**What needs to be done**
Give every line of the data again, exactly as it is written.
━━ Supplied entries ━━
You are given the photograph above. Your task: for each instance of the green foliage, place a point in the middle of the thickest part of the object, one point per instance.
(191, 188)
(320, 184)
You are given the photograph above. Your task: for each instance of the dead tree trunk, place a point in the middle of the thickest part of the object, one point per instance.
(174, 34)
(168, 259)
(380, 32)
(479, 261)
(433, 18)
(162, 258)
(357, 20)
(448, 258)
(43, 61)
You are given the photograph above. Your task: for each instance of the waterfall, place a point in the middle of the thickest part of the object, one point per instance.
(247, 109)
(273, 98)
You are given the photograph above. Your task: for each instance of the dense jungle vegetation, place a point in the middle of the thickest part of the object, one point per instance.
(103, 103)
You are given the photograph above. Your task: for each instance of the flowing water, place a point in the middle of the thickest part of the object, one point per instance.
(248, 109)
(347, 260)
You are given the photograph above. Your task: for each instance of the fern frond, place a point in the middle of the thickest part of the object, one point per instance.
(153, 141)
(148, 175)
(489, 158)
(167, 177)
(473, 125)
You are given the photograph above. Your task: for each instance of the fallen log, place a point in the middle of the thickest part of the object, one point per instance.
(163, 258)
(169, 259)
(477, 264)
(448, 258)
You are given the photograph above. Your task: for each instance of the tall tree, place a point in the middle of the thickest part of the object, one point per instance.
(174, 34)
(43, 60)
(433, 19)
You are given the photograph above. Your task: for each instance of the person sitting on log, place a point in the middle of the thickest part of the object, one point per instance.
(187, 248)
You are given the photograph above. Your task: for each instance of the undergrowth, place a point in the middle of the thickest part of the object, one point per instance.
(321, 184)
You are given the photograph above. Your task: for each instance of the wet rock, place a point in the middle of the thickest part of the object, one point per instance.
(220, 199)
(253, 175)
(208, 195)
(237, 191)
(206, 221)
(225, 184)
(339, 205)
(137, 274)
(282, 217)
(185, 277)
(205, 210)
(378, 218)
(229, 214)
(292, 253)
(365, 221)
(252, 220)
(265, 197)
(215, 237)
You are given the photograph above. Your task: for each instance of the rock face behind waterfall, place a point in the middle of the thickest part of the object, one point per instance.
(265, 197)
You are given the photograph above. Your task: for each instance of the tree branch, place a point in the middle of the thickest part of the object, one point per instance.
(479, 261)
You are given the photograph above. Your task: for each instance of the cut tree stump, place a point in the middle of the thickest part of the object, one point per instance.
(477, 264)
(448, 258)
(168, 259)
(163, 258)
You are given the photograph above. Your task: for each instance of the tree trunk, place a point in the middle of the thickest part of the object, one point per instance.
━━━
**Exercise output**
You are given the photograph above. Your task: for each instance of the green foliage, place a point in the middle of the thickest part of the object, one point per instance.
(191, 188)
(320, 184)
You are given the photograph above. Your task: for each instance of the dead tree trunk, place a point in the middle of the thickest part of the object, one point per instance.
(174, 34)
(168, 259)
(380, 32)
(479, 261)
(433, 18)
(162, 258)
(357, 20)
(448, 258)
(43, 61)
You are given the photograph above. Your task: for each instance of the waterfall, place a point in the middle of the thickest part of the object, one point per instance.
(247, 109)
(273, 98)
You are given the photograph above. Your task: for each instance of the dense jungle vegetation, place a point in the middle of the thickest part of the object, one point per instance.
(103, 103)
You are given the photograph above. Your task: for each instance of the flowing water, place a point in the middle of the thickest part of the object, one point per instance.
(248, 109)
(347, 260)
You are given the photograph above. Your task: for each instance of the fern frond, place a point in the middle of the thickest part of the object, one point per instance.
(153, 141)
(148, 175)
(489, 158)
(167, 177)
(473, 125)
You are given the photograph above. Your task: for each instance of the fallen log, place a point in the middle of the thickest part of the object, one point per instance.
(163, 258)
(169, 259)
(477, 264)
(448, 258)
You are given the photograph above. Your task: for each instance of the tall tree, place a point in the middle of the thickest part of the object, one point per instance.
(174, 34)
(43, 60)
(433, 19)
You are given the photograph above. Your task: for each instance of the person sitting on log, place a point in the middle of the thickest part of the object, one point per instance.
(187, 248)
You are given the photograph above. Your task: for each instance of the undergrowth, place a point in the middle of the thickest part of the object, one point per instance.
(321, 184)
You are given the photograph above. Your task: for each instance of the wet rock, place a point in the middle of the thickest part of the object, one point per instance.
(220, 199)
(253, 175)
(208, 195)
(237, 191)
(206, 221)
(225, 184)
(339, 205)
(137, 274)
(282, 217)
(185, 277)
(205, 210)
(378, 218)
(229, 214)
(292, 253)
(365, 221)
(252, 220)
(265, 197)
(215, 237)
You are given the photograph above. Your task: for each instance of the rock face behind waterfall, place a point in the middle of the thickest part of the object, one point per instance.
(265, 197)
You are given the photograph above. Your task: for each instance of the tree branch, place a point in the middle of the thickest part of the object, one point per instance.
(479, 261)
You are given the photograph above. Your task: for each instance of the cut tree stump, place a point in the middle of the thickest part of the object, one point per instance.
(477, 264)
(448, 258)
(168, 259)
(163, 258)
You are given the photograph above. Your task: for each instance of the tree trunk, place a point in the middle of the thickest part of the object, one point per instance.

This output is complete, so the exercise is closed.